• Task requirements:
1. According to the excerpt on introversion, how do extroverts formulate their thoughts?
2. Retype the excerpt on introversion, everything from "You see, the" down to "far from it.".
--- Begin Excerpt provided ---
Week after week, I showed up, tried to participate and all the while fought HARD to hide what I saw as my fatal flaw of not being as smart as they were. I was afraid somehow they would find out that I did not know the treatment as well as they did, that I was not smart enough to “get it,” that my thinking was “too concrete.” I sat in the meeting as we consulted on struggles we had in providing treatment. Everyone was supportive, it was a great experience. I pressured myself quite a bit to participate. But I always left feeling like I barely contributed.
You see, the conversation would go so quick…we would be on a topic…I would be listening…and would have something to say… and BOOOOM! They were on a different topic and it would be awkward to go back to the original topic. To me, this was evidence of me being stupid or slow. I had to rely a lot on skills to appear confident even though I was feeling far from it.
Fast forward to a recent exercise in the executive leadership course I am involved in (which is AMAZING by the way). We are doing an exercise on the Myers-Briggs and one of the aspects of my personality is Introvert. I mean, I know this already. I’m a psychologist after all. BUT, they said something in that meeting that I had never thought about in regards to myself…
Introverts typically take more time to process. They are thinkers, they like to have their thoughts formulated before speaking out loud. Extroverts on the other hand think out loud and often are formulating their thoughts while speaking.
--- End Excerpt provided ---
--- Begin Raw data ---
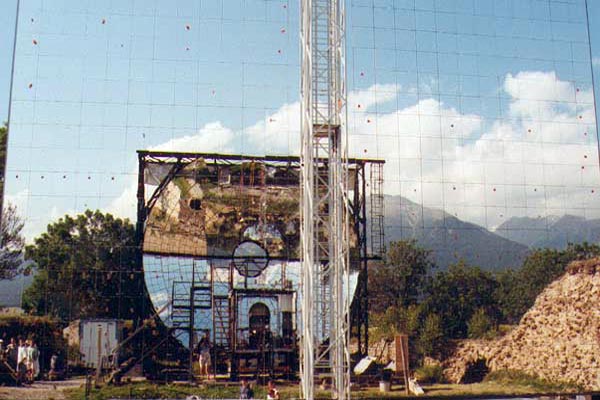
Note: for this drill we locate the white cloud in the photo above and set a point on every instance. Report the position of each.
--- End Raw data ---
--- Begin Raw data ---
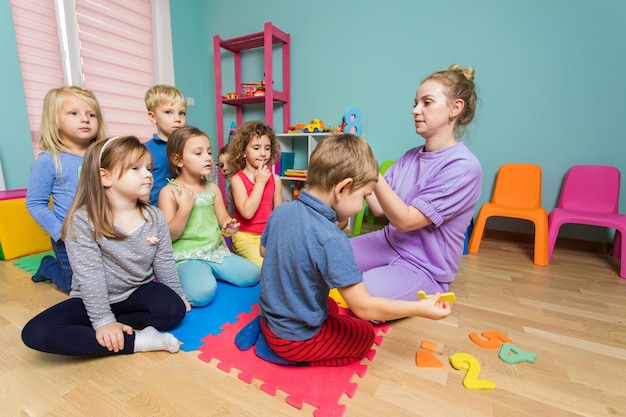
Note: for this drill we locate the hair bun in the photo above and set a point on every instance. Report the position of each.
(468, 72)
--- End Raw data ---
• Responses in order:
1. They think out loud and often formulate their thoughts while speaking.

2.
You see, the conversation would go so quick…we would be on a topic…I would be listening…and would have something to say… and BOOOOM! They were on a different topic and it would be awkward to go back to the original topic. To me, this was evidence of me being stupid or slow. I had to rely a lot on skills to appear confident even though I was feeling far from it.